Exercises to complete:
[1] Write out the passage on certification service liability word for word, starting at "This system, in" and ending at "for mutual recognition.".
[2] Pick up the passage on certification service liability after its last sentence and keep writing it.

Text segment:
This system, in contrast with the former, constitutes a regulated system for the attribution of liability to a national CS and makes it possible for certifying entities to establish general agreements for mutual recognition.

2. Liability of certification services

The civil liability of CSs is the fundamental problem to be dealt with in the matter of digital signatures. Certainly, clarification of the minimum rules that govern civil liability would contribute towards the acceptance of the services of certification entities and would prevent the creation of barriers to international communication. In this sense, harmonization, once the nature of liability has been clarified, affects both the content and the limits permitted.

2.1. Classes of liability of the CSs

The liability of CSs can be contractual and noncontractual depending on the existing legal relationship between the parties. (20)

2.1.1. Contractual liability

Contractual liability is that which exists between the CS that issues a certificate and the subscriber to the same. The rights and obligations of both parties are determined by the agreement subscribed to by the same, in the certificate and, according to the individual case, in the certification practice statement (CPS).

Freedom of action, the principle that governs these agreements, is linked to the liability system applicable to the CSs, about which there would appear to exist a consensus in demanding that the activity of the CSs be subject to a set of minimum binding contractual requirements.

2.1.2. Noncontractual liability

Noncontractual liability is the liability that the CS has for the damages or losses caused to third parties that have placed their trust in a certificate issued by the CS.

The first issue that is raised at the international level concerns the legal nature of this liability. Certainly, an initial option is to apply a regime of objective liability (either strict, or non-negligence).

According to this system of liability, the damages procured as a consequence of the use of the certificate would be compensated for independently of the professionalism of the CS in having issued the certificate except for the wrong use on the part of the users or for being put to a different purpose from the one stated. This system, to our understanding, would be the most appropriate of those possible, for the following reasons:

  • First, for the development of electronic commerce through the degree of security and high level of confidence it would engender amongst its users.
  • Second, for reasons of public interest in relation to the kinds of risk-bearing activities carried out.
  • Third, and last, for the high level of technical sophistication that can be expected of the CSs.

The second option consists in applying to the CS the traditional liability regime for negligence in which the injured party is obliged to provide proof of negligence on the part of the CS. This system, which comes up against the difficulty and scarcity of means faced by the plaintiff in trying to prove negligence on the part of the CS, is moderated through the application of the refutable presumption of liability.

This system, which is the one adopted by the UNCITRAL Project (21), means that all actions or omissions on the part of the CS determining the recoverable damage shall always be deemed to be liable unless their author (CS) can establish that it has acted with the due care and diligence called for by the pertinent circumstances in the specific case.

2.2. Content of the liability of the CSs

There would appear to exist a consensus to the fact that, as much as with contractual liability as with noncontractual liability, the content of the liability will be determined in accordance with the content of the certificate and of the CPS of the CS.

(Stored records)
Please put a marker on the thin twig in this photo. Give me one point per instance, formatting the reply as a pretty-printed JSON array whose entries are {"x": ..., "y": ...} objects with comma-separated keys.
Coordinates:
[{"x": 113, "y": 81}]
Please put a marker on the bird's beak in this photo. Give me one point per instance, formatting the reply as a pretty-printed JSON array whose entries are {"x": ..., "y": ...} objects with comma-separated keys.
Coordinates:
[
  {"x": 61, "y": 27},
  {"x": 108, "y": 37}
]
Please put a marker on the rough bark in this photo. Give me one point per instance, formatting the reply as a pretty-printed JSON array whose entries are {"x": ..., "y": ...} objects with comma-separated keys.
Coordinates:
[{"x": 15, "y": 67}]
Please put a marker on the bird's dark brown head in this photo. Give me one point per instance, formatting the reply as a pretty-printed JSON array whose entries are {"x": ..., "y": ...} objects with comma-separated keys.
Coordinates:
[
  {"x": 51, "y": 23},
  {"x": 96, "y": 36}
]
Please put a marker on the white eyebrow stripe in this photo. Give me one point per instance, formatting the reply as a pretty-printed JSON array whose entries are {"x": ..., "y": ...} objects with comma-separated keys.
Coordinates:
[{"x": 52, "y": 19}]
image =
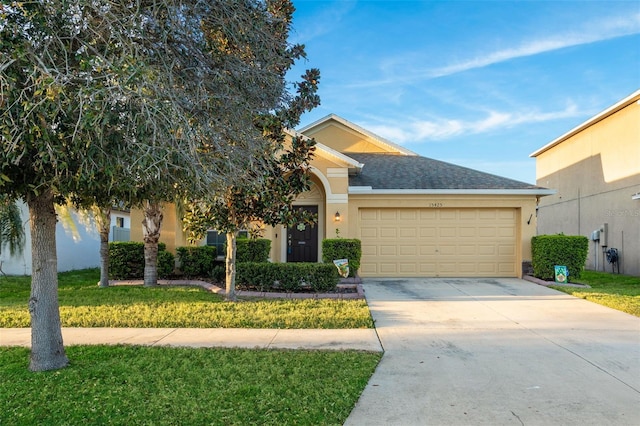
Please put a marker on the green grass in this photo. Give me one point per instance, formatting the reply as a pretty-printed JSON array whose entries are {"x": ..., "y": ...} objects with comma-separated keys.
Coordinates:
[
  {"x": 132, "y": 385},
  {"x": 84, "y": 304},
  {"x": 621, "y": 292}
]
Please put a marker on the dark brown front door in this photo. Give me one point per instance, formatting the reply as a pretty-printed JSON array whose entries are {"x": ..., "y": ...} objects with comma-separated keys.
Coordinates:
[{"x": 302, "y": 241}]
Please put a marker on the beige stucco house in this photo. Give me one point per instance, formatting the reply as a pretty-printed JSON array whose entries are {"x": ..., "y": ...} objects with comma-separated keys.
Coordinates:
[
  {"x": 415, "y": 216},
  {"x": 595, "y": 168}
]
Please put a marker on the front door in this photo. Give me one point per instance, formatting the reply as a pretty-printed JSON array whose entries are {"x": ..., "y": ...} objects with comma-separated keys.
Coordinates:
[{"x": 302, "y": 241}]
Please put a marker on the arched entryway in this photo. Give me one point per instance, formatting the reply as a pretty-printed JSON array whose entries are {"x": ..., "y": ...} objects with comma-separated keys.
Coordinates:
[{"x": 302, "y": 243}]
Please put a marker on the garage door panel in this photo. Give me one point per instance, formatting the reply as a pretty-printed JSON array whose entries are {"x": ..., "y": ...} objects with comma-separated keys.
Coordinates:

Responses per task:
[1]
This system, in contrast with the former, constitutes a regulated system for the attribution of liability to a national CS and makes it possible for certifying entities to establish general agreements for mutual recognition.

[2]
2.2.1. Content of the certificate

The content and type of certificate determine the level of liability that is applied to the CS. Certainly, in the electronic market there exist different types of certificates, from those which solely confirm that the identification contained in the record maintained by the CS coincides with the name of the user and his e-mail, to those which provide all kinds of security measures concerning the identity of the subscriber. This last kind of certificate is the one that is used in electronic commerce for applications in electronic banking, for the exchange of electronic data (EDI) and for transactions over a certain value (22).

Efforts aimed at achieving harmonization are related to these last types of certificates, given that their basic components must necessarily be fixed in specific laws. These elements, whose existence can generate potential conflicts with legislation on data protection, would be the following: (23)

  • Identification of the CS that issues the certificate.
  • Identification of the subscriber/holder of the signature, machine or electronic agent authorized by the subscriber.
  • Identification of the public key that corresponds with the private key of the subscriber
  • Specification of the period of operational validity of the certificate (and, if it should be the case, information on the existing restrictions/limitations in the range of application of the public key)
  • Digital signature of the CS that issues it.

2.2.2. Content of the CPS

Finally, it is accepted that the standard of quality of the service and of liability that governs the relation between the CS and its clients is determined by the certification practice statement (CPS), consisting of the following basic components (24):

  • Description of the procedures used to authenticate the identity of the applicant for the certificate
  • Description of the physical and personal checks and the procedures used by the CS to carry out safely the generation of keys, the issuing and annulment of certificates and of the auditing and filing of information
  • Description of the security measures adopted by the CS to protect its own cryptographic keys
  • Any type of related information

This declaration, which can take the form of a contract or of public information directed to all the interested parties, is considered to be essential as much for the subscriber to the certificate as for the third party that carries out transactions on the basis of the issued certificate, trusting in the appearance of security given by the CPS of the CS. Moreover, a set of minimal fixed obligations on the part of the CS can be inferred from both documents.

2.3. Limits of liability of the CSs

Within the sphere of harmonization, there has been analysis of the possibility of establishing a minimum standard of liability that would affect contractual liability as much as noncontractual liability.

2.3.1. Proposal for limits and prohibited exemptions

(a) Minimum obligations

In the first place, it is suggested that the CS be obliged to comply with a set of minimum obligations that would be independent of the free will of the parties involved and that, if observed, would permit the CS the exclusion of its liability if this were to be alleged.

According to the UNCITRAL project, in its two versions (25), the CS, through the act of issuing the certificate, would effect a declaration confirming the following aspects:

  • (That) it has processed, approved and issued the certificate in accordance with the norms (UNCITRAL), according to the specific laws in the matter and, with the CPS, stated or incorporated by reference in the certificate or published document.
  • (That) it will administer and revoke the certificate in accordance with the previously stated dispositions.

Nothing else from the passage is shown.